On Friday, May 24, 2019 at 8pm ET/PT, CBS premiered the second season of WHISTLEBLOWER. In the season opener, "Chicago PD: Breaking the Code of Silence," Ferrer interviews a whistleblower who exposed corrupt officers who stole from drug dealers and planted drugs on innocent people. Additional cases that are examined this season include a medical system where midwives are in charge of high-risk pregnancies; kickbacks at a crematorium; a scam allegedly involving counterfeit healthcare hardware being used in back surgery, which may have defrauded Medicare; and, for the first time on national television, two whistleblowers discuss how they brought suspicions of massive fraud by members of a polygamous cult to the FBI.
CBS premiered the Season 2 finale of WHISTLEBLOWER on Friday, June 28, 2019 at 8pm ET/PT. In the season ender, whistleblowers expose a $7 billion no-bid defense department contract and the illegal marketing practices of a pharmaceutical company promoting an addictive opioid for treatments not approved by the FDA.

DATASET SECTION:
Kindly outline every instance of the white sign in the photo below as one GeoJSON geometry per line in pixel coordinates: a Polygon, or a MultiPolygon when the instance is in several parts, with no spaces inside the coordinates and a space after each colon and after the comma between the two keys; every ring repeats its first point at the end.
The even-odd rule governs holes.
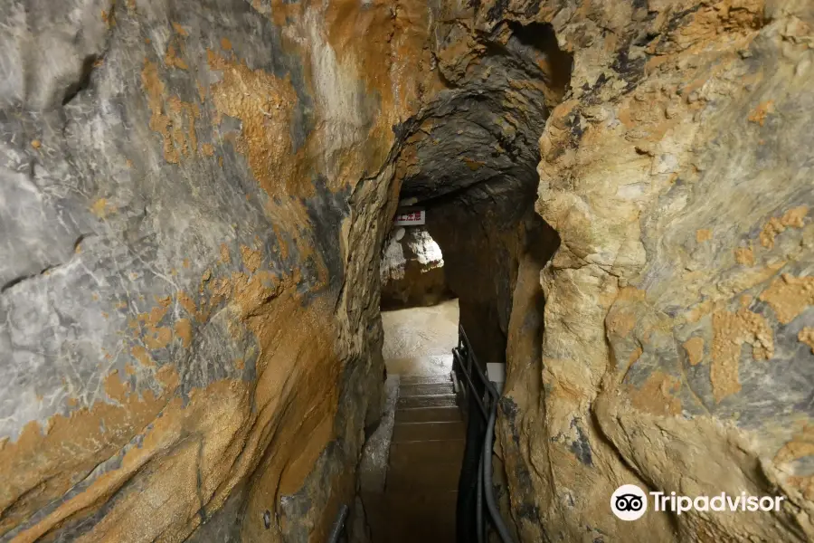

PROBLEM 1:
The excerpt above about the second season of WHISTLEBLOWER names several additional cases examined that season. List each of them.
PROBLEM 2:
Transcribe the portion of the WHISTLEBLOWER excerpt beginning at the words "On Friday, May" and stopping after "to the FBI.".

RESPONSE AREA 1:
- A medical system where midwives are in charge of high-risk pregnancies
- Kickbacks at a crematorium
- A scam allegedly involving counterfeit healthcare hardware being used in back surgery, which may have defrauded Medicare
- Two whistleblowers, for the first time on national television, discussing how they brought suspicions of massive fraud by members of a polygamous cult to the FBI

RESPONSE AREA 2:
On Friday, May 24, 2019 at 8pm ET/PT, CBS premiered the second season of WHISTLEBLOWER. In the season opener, "Chicago PD: Breaking the Code of Silence," Ferrer interviews a whistleblower who exposed corrupt officers who stole from drug dealers and planted drugs on innocent people. Additional cases that are examined this season include a medical system where midwives are in charge of high-risk pregnancies; kickbacks at a crematorium; a scam allegedly involving counterfeit healthcare hardware being used in back surgery, which may have defrauded Medicare; and, for the first time on national television, two whistleblowers discuss how they brought suspicions of massive fraud by members of a polygamous cult to the FBI.